# WHAT NEEDS TO BE DONE
Every line from the beginning of the data through the line containing "query | tall fir tree" should be reproduced exactly, and no further lines should be output.

# Natural-language object grounding data
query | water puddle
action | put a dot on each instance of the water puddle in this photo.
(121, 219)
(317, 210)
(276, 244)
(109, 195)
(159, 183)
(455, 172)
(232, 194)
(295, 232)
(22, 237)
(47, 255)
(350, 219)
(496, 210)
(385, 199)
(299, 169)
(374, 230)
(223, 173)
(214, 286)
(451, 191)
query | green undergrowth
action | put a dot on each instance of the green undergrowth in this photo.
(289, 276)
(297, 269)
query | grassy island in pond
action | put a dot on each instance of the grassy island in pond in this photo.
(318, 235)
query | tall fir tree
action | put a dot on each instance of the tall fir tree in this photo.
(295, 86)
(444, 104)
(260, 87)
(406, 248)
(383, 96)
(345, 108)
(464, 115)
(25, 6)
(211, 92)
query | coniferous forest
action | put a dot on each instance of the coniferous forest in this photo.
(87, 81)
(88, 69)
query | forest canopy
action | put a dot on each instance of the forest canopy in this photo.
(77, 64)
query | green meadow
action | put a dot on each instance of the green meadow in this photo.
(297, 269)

# RESULT FOR THIS EXERCISE
query | water puddle
action | put a dot on each instance of the water puddle in this photo.
(121, 219)
(317, 210)
(276, 244)
(109, 195)
(159, 183)
(455, 172)
(232, 194)
(295, 232)
(22, 237)
(47, 255)
(350, 219)
(496, 210)
(385, 199)
(299, 169)
(374, 230)
(223, 173)
(214, 286)
(451, 191)
query | green undergrowth
action | put a dot on each instance of the green undergrowth in this photo.
(289, 276)
(297, 269)
query | grassy island in pond
action | put a dot on each instance of the grassy island in pond in this photo.
(318, 235)
query | tall fir tree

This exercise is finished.